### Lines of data
▼

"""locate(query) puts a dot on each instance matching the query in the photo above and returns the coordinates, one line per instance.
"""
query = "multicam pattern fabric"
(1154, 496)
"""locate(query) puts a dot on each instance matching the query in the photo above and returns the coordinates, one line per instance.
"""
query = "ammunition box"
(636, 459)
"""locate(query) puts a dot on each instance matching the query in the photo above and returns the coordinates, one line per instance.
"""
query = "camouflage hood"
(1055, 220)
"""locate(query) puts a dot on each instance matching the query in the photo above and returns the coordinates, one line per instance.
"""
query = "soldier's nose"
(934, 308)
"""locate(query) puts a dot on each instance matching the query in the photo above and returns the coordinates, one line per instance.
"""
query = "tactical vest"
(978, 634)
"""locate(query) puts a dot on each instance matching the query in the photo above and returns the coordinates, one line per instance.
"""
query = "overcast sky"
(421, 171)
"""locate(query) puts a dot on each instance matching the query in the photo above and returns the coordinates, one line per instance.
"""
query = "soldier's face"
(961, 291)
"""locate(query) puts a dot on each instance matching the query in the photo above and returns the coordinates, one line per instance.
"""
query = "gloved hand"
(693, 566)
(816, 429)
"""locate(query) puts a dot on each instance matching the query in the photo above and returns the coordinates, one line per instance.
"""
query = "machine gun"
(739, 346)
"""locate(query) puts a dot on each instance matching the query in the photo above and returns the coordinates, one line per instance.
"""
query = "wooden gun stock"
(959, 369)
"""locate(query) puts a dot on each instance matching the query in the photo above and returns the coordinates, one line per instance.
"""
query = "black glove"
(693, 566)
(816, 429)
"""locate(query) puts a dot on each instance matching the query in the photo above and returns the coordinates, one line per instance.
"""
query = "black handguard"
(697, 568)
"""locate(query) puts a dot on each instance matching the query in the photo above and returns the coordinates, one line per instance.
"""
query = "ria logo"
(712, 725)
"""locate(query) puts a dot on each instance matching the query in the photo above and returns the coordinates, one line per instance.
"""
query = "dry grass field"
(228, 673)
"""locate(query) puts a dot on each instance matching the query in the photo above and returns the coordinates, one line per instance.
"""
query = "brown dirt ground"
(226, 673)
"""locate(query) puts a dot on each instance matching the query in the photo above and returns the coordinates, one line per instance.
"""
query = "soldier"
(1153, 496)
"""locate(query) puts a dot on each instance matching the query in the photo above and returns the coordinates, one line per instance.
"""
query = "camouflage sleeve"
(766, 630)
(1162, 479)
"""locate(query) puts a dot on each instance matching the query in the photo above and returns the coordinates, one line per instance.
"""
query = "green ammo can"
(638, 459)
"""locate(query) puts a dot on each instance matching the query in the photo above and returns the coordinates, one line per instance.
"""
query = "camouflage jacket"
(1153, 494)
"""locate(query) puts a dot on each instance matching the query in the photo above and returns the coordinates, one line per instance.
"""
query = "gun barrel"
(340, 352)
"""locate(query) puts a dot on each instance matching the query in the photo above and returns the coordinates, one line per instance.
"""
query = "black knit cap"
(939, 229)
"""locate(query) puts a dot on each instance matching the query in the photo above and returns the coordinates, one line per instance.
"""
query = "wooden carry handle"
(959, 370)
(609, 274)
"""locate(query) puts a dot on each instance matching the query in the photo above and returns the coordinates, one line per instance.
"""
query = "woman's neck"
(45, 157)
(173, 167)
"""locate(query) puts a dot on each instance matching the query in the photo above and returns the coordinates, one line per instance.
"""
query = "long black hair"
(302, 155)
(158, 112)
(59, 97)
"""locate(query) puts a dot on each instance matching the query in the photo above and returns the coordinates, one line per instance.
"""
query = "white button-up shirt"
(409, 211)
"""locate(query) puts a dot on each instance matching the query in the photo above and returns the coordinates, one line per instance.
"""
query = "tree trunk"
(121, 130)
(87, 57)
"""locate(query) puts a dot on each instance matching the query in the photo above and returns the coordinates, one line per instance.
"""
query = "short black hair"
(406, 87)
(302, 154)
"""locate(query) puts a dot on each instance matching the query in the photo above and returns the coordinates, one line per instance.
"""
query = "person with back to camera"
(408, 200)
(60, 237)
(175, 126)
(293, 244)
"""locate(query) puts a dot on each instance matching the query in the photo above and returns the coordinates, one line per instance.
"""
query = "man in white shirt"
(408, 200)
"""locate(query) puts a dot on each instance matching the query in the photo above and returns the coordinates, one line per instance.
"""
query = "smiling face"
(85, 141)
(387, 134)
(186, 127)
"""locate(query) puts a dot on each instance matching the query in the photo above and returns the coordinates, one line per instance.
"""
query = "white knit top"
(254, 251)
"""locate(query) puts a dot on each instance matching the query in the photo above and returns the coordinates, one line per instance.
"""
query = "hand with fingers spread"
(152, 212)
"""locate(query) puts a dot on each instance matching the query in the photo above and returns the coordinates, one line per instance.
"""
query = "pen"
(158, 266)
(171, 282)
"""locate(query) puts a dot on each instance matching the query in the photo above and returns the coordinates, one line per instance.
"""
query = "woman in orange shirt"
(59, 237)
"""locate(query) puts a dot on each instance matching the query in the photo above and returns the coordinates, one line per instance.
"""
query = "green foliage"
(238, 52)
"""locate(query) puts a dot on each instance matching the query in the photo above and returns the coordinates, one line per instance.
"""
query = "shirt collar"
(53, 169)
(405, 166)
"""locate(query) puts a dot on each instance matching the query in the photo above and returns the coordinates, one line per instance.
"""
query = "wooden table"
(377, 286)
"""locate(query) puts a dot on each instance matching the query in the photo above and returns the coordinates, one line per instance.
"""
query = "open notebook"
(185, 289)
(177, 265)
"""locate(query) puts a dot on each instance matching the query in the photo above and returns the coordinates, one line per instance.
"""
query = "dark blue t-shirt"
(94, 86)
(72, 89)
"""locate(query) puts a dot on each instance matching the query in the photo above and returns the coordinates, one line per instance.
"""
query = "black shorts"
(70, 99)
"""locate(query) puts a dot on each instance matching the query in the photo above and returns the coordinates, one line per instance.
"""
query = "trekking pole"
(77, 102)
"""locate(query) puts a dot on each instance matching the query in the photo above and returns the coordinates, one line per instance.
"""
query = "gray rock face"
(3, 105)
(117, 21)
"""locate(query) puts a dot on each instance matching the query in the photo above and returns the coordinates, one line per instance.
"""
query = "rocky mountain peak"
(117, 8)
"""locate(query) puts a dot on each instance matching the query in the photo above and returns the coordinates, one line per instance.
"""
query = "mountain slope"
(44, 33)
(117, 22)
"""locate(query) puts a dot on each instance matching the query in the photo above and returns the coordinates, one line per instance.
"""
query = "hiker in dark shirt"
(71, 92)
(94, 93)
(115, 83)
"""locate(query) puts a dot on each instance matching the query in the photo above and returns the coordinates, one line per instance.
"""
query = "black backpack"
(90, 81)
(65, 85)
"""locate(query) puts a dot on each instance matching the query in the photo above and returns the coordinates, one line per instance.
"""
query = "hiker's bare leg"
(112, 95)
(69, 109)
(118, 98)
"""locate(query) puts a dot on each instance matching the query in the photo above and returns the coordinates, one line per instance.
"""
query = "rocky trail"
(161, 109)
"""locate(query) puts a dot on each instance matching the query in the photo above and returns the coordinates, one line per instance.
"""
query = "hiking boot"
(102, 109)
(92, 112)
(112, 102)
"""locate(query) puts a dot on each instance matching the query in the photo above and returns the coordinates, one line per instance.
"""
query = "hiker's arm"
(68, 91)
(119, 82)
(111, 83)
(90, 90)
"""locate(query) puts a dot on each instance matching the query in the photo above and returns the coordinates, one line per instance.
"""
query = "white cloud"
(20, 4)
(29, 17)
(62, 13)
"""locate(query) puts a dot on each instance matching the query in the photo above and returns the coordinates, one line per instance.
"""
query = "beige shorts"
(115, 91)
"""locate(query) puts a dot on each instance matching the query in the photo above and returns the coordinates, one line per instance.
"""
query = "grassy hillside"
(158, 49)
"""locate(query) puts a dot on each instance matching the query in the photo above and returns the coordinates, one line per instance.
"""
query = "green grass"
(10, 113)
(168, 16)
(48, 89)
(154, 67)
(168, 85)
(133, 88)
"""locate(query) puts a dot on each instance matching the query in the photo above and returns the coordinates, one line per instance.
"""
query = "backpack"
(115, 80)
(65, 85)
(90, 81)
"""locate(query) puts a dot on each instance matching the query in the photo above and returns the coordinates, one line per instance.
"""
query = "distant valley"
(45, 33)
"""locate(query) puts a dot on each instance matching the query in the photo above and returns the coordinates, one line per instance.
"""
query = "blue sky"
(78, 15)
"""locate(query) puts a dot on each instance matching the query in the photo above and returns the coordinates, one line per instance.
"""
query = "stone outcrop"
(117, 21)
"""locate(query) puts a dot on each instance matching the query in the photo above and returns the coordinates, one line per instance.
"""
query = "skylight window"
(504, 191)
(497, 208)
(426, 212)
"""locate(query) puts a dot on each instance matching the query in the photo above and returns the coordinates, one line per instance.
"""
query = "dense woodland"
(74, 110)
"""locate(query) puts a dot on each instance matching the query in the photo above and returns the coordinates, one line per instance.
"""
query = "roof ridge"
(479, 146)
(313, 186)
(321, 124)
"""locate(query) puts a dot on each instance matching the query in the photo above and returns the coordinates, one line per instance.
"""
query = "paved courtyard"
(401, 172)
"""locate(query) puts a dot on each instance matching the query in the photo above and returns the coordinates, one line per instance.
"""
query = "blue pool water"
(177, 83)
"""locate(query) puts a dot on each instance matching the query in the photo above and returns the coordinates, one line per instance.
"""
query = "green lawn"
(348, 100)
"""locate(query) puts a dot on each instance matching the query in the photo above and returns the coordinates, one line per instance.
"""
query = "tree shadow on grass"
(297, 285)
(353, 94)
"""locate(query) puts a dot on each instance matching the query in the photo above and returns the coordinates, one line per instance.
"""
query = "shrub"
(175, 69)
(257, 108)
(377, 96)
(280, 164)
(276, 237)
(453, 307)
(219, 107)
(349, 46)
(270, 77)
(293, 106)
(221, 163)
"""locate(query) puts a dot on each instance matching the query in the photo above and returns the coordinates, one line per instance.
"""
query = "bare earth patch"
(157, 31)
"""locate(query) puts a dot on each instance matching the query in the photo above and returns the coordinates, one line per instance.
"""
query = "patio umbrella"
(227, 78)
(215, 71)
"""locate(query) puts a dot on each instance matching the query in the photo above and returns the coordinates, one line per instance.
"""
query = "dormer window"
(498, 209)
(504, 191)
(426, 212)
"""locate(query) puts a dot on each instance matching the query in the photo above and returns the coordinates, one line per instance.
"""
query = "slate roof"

▲

### TASK INSTRUCTIONS
Please rewrite the items starting with the very first line and going on through the line with "(1154, 496)", putting "woodland" in place of "multicam" and keeping everything else the same.

### EXERCISE RESULT
"""locate(query) puts a dot on each instance matching the query in the photo above and returns the coordinates, one line per instance.
"""
query = "woodland pattern fabric"
(1154, 496)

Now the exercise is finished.